### Problem statement
Would you please copy each line below that includes the string "steam"?

*** Material for this task ***

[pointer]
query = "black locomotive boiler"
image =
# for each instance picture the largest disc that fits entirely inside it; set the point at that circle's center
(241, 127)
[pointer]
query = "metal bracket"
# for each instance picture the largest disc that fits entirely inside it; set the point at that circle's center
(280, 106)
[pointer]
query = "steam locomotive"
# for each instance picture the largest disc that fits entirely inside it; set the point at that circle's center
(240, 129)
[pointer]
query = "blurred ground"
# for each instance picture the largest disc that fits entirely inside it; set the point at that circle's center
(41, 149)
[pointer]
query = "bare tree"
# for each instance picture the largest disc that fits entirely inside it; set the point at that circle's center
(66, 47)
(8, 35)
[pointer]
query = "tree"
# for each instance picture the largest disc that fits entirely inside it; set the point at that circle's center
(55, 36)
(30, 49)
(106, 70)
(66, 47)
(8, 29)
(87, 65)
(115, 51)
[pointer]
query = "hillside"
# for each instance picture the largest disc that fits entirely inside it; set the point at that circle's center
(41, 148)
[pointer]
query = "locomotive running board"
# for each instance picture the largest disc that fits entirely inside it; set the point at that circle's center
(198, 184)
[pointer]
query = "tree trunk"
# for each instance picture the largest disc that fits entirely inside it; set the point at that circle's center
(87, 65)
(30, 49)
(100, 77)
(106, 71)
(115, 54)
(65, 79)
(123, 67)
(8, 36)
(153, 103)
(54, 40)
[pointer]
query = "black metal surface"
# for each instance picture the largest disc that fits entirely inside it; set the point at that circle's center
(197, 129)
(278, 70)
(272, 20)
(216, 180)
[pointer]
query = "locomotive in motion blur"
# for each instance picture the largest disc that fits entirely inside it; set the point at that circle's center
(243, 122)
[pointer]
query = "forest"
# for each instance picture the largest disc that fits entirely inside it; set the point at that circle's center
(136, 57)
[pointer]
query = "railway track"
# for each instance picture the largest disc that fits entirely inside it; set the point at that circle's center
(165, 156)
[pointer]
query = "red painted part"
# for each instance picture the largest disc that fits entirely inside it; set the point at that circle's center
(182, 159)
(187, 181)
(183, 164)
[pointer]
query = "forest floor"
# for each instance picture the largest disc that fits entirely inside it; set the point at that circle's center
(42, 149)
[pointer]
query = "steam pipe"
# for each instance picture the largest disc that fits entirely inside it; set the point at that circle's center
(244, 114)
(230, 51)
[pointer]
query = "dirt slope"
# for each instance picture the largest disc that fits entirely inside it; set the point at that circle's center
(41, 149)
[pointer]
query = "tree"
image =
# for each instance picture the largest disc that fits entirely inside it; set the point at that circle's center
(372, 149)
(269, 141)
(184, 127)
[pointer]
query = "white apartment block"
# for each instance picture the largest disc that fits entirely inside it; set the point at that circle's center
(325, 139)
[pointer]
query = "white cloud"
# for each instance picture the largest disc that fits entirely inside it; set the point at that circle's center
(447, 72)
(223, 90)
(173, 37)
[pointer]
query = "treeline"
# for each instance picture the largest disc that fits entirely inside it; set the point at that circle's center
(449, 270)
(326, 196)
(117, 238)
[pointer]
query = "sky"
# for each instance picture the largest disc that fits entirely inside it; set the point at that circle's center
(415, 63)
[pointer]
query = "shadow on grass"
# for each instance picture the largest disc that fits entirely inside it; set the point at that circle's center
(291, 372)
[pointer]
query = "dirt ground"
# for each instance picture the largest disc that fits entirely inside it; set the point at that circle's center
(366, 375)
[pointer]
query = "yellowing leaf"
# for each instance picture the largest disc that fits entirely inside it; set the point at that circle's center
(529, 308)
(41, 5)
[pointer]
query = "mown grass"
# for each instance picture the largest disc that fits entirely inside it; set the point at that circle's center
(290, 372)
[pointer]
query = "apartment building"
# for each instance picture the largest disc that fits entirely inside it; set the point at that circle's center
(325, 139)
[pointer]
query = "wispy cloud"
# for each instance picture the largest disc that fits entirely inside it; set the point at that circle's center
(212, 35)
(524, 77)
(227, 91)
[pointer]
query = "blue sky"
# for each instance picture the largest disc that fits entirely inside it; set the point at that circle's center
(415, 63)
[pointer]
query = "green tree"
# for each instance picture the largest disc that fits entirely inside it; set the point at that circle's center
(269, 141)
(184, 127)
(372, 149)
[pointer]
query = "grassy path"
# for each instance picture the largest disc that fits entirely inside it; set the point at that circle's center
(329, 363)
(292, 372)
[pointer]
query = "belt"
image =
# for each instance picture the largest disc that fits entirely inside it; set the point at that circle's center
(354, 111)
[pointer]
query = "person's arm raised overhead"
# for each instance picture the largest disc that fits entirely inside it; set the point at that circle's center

***

### Result of the task
query = "steam locomotive"
query = "steam pipe"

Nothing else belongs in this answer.